(Records from a point labeling set)
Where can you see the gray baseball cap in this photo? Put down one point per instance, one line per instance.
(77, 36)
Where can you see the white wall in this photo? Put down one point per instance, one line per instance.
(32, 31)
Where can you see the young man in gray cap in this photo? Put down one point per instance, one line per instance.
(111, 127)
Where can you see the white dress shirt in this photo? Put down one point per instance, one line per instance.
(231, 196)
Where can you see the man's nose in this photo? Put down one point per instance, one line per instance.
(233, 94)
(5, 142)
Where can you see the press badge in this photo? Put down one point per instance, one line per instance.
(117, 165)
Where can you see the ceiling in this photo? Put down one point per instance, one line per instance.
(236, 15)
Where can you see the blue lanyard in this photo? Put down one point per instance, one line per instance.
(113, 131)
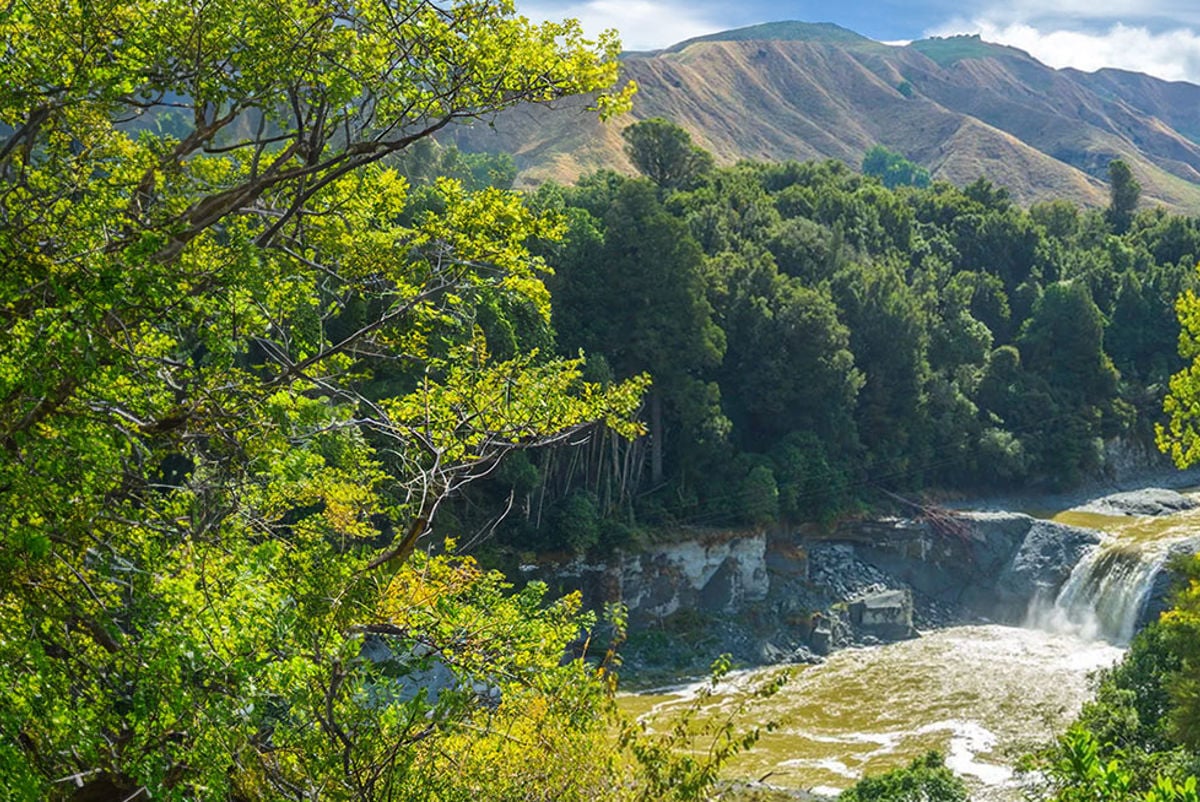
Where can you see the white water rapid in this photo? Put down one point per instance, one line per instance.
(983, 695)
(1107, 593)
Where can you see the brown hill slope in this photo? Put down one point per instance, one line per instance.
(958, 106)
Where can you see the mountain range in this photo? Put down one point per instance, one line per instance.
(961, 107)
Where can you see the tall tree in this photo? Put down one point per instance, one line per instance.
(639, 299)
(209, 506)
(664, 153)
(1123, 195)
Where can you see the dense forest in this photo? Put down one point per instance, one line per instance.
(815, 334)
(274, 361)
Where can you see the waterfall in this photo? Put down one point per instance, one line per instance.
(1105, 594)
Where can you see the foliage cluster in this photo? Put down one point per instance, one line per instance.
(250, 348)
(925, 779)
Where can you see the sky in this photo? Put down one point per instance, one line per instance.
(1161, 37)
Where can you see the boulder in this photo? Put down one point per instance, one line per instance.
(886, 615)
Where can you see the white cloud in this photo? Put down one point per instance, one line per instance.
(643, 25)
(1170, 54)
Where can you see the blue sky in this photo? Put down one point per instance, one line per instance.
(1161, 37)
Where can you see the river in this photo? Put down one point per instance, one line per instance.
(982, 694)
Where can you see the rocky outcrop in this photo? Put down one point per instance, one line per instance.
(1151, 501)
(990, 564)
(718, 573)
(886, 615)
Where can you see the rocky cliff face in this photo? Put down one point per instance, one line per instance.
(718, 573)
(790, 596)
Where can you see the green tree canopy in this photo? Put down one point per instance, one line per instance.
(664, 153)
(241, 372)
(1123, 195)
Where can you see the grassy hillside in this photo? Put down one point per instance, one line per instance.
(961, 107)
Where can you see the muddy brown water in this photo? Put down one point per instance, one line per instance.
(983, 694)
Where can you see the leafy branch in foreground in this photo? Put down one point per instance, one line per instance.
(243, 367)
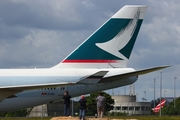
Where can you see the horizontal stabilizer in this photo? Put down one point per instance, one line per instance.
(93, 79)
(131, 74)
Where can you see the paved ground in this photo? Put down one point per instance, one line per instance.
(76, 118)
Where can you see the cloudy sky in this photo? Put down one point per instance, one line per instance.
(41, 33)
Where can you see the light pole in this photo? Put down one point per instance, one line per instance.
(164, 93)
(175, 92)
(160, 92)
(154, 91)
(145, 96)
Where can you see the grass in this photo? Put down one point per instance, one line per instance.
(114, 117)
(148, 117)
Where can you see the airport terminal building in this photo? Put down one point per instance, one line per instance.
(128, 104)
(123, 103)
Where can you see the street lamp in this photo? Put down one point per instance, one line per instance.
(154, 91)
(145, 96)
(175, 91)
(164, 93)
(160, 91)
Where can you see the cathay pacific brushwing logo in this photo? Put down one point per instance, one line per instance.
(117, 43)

▶ _REQUIREMENTS_:
Shift every coordinate in the records by adding 145 to each of its numbers, and write out everything from the line containing "Where can you see the mountain" down to the line containing "(1105, 594)". Keep all other text on those lines unchanged.

▶ _RESPONSE_:
Where can you see the mountain range in this photo? Put down one point per instance, one line per instance.
(1106, 252)
Where can you see the tall tree in this photo? Put down one point per instance, one line per instance.
(784, 444)
(354, 651)
(809, 298)
(1268, 340)
Where can you see the dense forest in this photo? Put down one point per instance, one line per instance.
(960, 479)
(419, 506)
Where can you see the waterfall in this photo? Put down one point per instance, one line per instance.
(1250, 739)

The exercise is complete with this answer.